── Bereitgestelltes Material

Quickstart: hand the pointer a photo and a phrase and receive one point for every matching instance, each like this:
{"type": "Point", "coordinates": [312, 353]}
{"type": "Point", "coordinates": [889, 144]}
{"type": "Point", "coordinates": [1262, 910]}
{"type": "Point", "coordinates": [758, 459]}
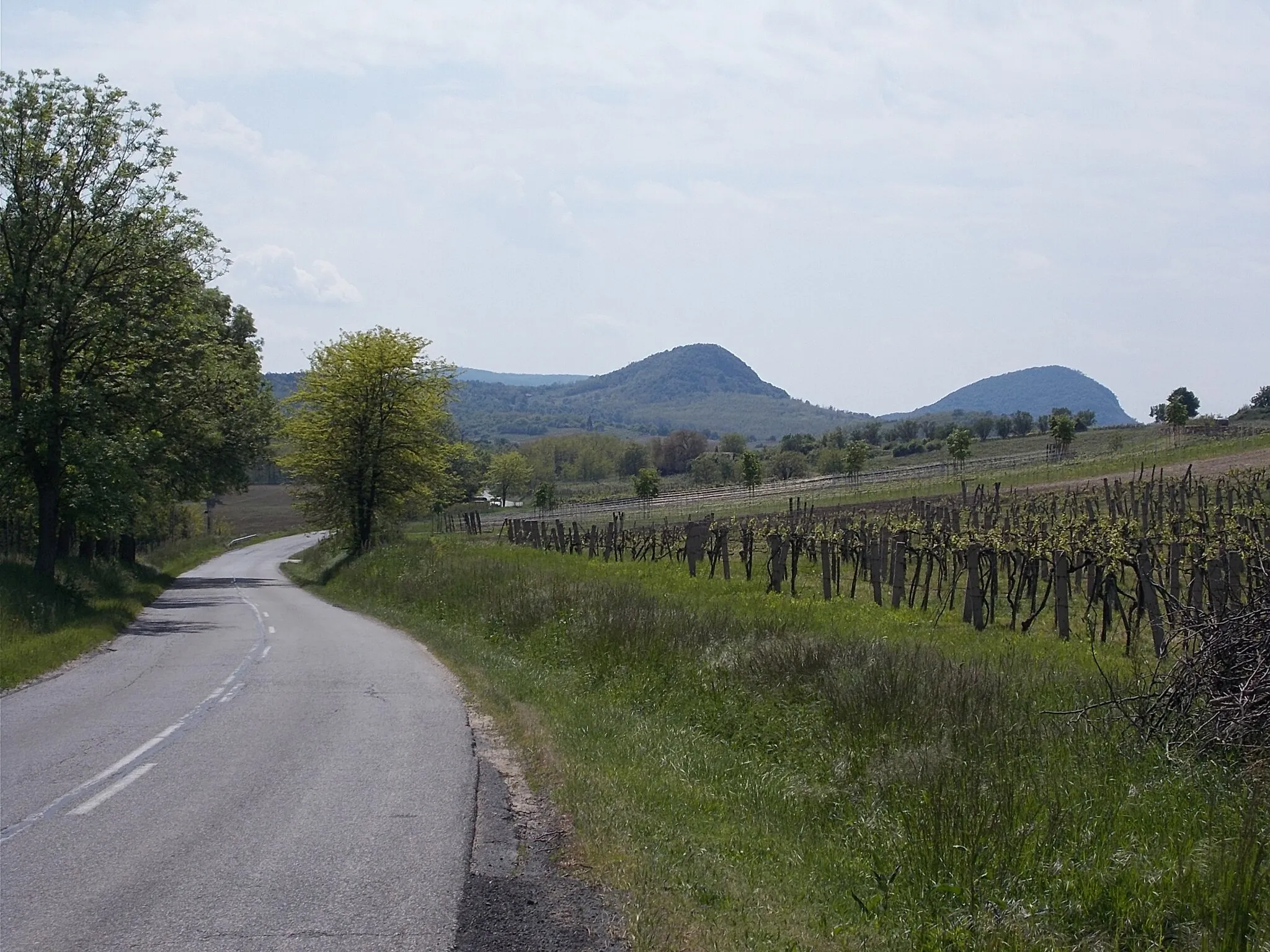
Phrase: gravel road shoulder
{"type": "Point", "coordinates": [517, 896]}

────

Kurze Aufgabe: Überarbeite die Datensätze, indem du „Quickstart“ durch „Getting started“ ersetzt und alles andere unverändert lässt. Lass die Bilder in der Antwort weg.

Antwort:
Getting started: hand the pointer a photo and a phrase and receive one point for every matching instance, each like this:
{"type": "Point", "coordinates": [312, 353]}
{"type": "Point", "coordinates": [889, 144]}
{"type": "Point", "coordinates": [1262, 910]}
{"type": "Point", "coordinates": [758, 459]}
Phrase: gravel road shoulder
{"type": "Point", "coordinates": [517, 896]}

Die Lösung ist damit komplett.